**Selected extract:**
◇ ◇ ◇ ◇ ◇ ◇ ◇

Illinois’ Cockburn is 7-foot, 285 pounds. Purdue’s Edey is 7-4, 295.
Harrar originally committed to play tight end at Army before switching to basketball and Penn State. He is a fifth-year senior, averaging 10.8 points and 9.9 rebounds. His team, tied with the Hawkeyes in the Big Ten standings at 3-4, plays at Iowa Saturday at 3:30 p.m.
Rebraca has started every game this season, but seems to be emerging. After averaging team-highs of 16.8 points and 7.6 rebounds last season at North Dakota, he’s at 6.2 and 6.3 here.
However, Rebraca has averaged 33 minutes, 10 points, 11 rebounds and 2.5 steals in Iowa’s last two games, both on the road.
After Rebraca had a season-high 13 points against Maryland on Jan. 3, Iowa Coach Fran McCaffery said, “There’s no reason he shouldn’t play like that every night. He’s trying so hard to be part of a winning team, he doesn’t think of himself enough.
“I think it has been hard convincing him that it’s OK to be selfish at times.”
Rebraca, the son of five-year NBA veteran Zeljko Rebraca, has had to change his game at Iowa. This is the Big Ten, where might makes right.
“I feel like I’ve had to play more physical,” he said. “I was more of a finesse player. I can get guys on the moves. I feel like I have to wrestle guys a lot more here. It’s a different type of game.”
Rebraca has scored 1,241 points in Division I basketball. The question was never if he had D-I skills, it was how they transferred to the grunt-and-groan of the Big Ten.
“I’d say I’m definitely taking steps in the right direction,” he said. “I don’t think I’m fully there, but I feel like I’m showing what I can do throughout games more and more.
“Offensively, I think I can also score more, produce more.”
Ceding to teammate Keegan Murray at the offensive end has only made sense given Murray’s prolific production. The more Rebraca can do, however, the more it opens things up for Murray.
“I think he’s tried really hard to fit in,” McCaffery said recently. “He’s such a good person. He wants to win. He wants to be a great teammate. He wants to be coachable.”
So, the Serbian whose offense was predicated on finesse will pop in the mouthguard Saturday and go to battle against the 240-pound former tight end.
Two of his three best rebounding games at Iowa have been come since Sunday, and his two best scoring games have come in the last five. The Hawkeyes want more of the same from Rebraca. They need more of the same.

◇ ◇ ◇ ◇ ◇ ◇ ◇

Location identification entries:
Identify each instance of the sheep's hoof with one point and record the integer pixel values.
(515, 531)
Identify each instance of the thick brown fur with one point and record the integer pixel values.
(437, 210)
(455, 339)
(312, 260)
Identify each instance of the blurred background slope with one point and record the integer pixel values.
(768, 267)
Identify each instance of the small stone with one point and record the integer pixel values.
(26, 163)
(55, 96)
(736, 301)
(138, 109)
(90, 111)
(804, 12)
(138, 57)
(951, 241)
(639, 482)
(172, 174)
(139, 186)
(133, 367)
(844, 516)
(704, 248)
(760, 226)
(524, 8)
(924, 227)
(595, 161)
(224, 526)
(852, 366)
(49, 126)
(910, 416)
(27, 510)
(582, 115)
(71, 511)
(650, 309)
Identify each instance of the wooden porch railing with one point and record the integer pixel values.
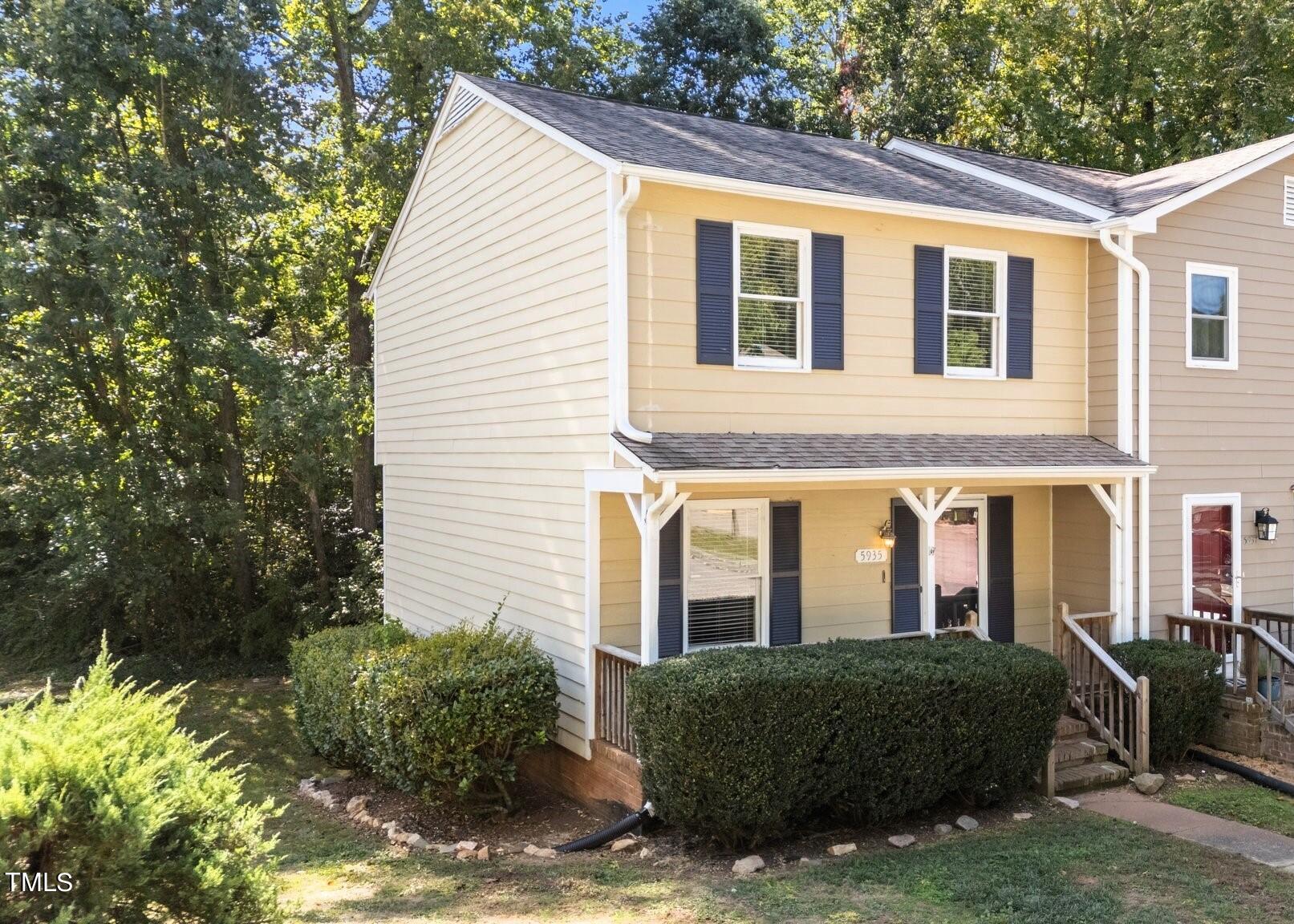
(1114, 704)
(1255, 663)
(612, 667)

◇ ◇ ◇ ◇ ◇ ◇ ◇

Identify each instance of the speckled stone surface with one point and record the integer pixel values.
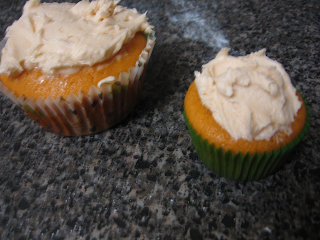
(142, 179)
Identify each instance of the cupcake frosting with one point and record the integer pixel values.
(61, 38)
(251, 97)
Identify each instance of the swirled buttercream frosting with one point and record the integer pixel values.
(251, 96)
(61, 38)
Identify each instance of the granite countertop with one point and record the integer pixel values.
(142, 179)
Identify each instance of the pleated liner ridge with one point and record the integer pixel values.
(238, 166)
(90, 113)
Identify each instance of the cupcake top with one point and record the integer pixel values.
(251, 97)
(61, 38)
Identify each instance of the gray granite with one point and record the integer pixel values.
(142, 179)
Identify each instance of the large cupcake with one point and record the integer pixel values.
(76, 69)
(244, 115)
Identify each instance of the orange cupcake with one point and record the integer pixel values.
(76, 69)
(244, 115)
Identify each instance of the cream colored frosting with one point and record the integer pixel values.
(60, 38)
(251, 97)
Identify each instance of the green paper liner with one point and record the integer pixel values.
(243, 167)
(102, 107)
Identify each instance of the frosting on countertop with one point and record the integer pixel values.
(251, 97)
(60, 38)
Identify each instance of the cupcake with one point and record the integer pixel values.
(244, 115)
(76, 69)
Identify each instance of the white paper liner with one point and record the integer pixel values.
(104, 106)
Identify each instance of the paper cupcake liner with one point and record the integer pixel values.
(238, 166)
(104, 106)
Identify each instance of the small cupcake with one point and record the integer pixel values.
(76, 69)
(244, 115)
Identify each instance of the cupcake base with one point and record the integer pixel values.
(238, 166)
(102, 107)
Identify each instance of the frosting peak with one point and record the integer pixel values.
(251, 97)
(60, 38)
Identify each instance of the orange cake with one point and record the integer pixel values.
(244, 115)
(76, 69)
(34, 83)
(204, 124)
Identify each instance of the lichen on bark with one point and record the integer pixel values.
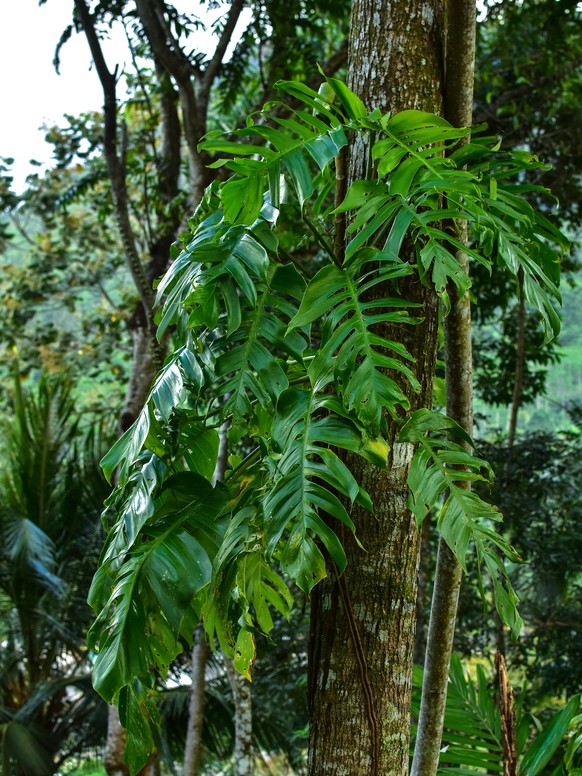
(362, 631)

◇ ◇ ◇ ◇ ◇ ◇ ◇

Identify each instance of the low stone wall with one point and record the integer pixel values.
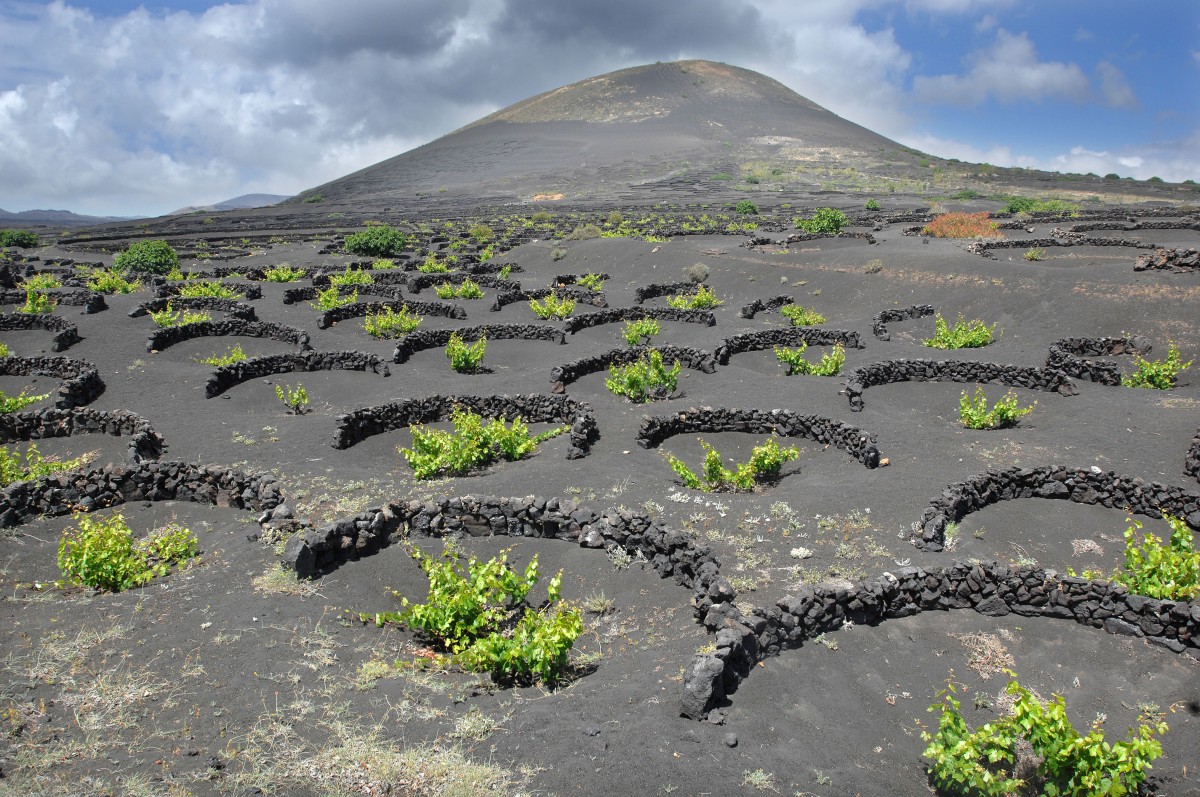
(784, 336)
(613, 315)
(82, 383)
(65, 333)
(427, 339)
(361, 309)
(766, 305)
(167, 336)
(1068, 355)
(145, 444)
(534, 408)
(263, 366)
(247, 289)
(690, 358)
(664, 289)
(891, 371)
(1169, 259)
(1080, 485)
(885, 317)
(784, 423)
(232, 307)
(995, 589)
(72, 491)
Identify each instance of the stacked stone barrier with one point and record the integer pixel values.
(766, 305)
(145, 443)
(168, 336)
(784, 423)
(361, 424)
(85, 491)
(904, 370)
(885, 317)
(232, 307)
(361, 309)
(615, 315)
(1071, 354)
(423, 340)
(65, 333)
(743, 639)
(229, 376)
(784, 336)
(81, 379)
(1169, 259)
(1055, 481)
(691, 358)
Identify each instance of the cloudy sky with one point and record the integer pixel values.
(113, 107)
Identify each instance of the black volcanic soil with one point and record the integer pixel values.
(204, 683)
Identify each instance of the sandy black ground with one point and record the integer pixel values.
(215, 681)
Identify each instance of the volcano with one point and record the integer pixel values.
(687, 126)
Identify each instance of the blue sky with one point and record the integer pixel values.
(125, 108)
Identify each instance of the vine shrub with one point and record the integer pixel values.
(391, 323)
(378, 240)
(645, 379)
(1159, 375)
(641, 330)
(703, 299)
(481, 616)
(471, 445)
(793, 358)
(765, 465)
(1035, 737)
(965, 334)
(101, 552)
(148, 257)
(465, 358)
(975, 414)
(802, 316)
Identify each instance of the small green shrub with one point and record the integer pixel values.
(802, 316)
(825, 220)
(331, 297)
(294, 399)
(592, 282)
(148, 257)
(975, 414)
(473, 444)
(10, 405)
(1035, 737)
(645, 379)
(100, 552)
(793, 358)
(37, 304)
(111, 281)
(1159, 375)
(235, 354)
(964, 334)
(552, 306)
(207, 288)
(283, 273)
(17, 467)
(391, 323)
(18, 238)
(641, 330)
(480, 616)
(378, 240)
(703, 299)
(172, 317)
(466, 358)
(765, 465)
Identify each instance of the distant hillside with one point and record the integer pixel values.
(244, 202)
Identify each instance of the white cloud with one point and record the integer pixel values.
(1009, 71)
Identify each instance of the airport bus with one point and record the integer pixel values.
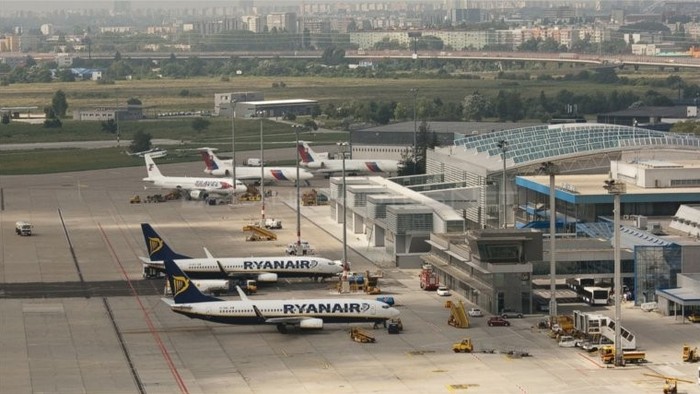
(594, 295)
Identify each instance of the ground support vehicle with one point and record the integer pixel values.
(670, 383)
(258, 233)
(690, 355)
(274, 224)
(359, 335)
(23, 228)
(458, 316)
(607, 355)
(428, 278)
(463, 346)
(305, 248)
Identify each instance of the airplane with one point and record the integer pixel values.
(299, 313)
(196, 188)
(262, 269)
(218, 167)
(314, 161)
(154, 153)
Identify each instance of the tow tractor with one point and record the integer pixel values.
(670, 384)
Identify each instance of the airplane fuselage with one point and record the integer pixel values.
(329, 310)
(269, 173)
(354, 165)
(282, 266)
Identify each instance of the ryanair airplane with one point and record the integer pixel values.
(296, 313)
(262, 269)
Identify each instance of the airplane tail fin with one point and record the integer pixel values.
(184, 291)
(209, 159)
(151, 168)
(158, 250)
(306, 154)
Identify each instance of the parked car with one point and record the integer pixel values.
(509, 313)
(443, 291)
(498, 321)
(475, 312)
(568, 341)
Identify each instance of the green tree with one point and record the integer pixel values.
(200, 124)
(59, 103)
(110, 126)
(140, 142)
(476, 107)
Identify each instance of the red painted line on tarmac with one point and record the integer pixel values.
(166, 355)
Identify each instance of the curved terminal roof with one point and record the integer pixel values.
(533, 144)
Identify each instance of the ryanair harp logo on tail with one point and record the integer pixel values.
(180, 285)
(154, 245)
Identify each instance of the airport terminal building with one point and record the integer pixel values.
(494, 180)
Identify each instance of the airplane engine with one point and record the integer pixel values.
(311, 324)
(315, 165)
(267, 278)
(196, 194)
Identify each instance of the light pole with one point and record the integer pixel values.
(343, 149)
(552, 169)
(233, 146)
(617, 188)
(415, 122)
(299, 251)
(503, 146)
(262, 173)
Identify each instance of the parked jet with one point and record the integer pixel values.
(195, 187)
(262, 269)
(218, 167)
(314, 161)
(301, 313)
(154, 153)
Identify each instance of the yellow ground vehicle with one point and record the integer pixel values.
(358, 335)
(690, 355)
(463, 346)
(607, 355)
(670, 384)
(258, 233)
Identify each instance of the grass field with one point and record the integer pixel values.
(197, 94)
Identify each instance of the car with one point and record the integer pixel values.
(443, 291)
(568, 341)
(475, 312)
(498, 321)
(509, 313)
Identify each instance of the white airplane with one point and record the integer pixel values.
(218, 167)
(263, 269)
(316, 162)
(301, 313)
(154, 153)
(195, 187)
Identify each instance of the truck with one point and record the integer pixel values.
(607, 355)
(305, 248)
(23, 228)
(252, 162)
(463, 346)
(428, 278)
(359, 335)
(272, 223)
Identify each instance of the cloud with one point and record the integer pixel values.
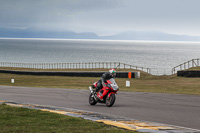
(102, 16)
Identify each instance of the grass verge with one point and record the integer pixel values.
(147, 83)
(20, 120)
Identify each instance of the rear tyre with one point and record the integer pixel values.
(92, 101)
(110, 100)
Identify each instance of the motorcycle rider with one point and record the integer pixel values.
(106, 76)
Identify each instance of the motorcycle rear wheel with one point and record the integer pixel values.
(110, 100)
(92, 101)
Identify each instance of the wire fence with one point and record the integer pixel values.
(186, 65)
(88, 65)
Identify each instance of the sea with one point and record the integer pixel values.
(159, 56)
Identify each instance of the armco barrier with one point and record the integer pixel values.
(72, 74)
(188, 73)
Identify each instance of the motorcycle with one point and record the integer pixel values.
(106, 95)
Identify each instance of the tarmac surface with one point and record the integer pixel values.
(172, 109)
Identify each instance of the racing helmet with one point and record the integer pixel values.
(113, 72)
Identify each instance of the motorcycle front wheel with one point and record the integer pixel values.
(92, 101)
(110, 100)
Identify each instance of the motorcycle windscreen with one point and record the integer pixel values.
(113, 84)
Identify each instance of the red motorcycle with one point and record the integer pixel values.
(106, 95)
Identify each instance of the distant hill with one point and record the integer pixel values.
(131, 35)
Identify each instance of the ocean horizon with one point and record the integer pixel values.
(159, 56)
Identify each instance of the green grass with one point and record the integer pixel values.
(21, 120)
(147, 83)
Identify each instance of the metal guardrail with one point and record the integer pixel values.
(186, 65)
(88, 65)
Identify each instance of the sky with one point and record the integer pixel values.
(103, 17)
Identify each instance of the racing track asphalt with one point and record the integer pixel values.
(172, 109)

◇ ◇ ◇ ◇ ◇ ◇ ◇

Answer these questions from the basketball article:
(a) Which school did Harrar first commit to as a tight end?
(b) What points and rebounds did Rebraca average last season at North Dakota?
(c) Which opponent did Rebraca face when he scored his season-high 13 points?

**Answer to the task:**
(a) Army
(b) 16.8 points and 7.6 rebounds
(c) Maryland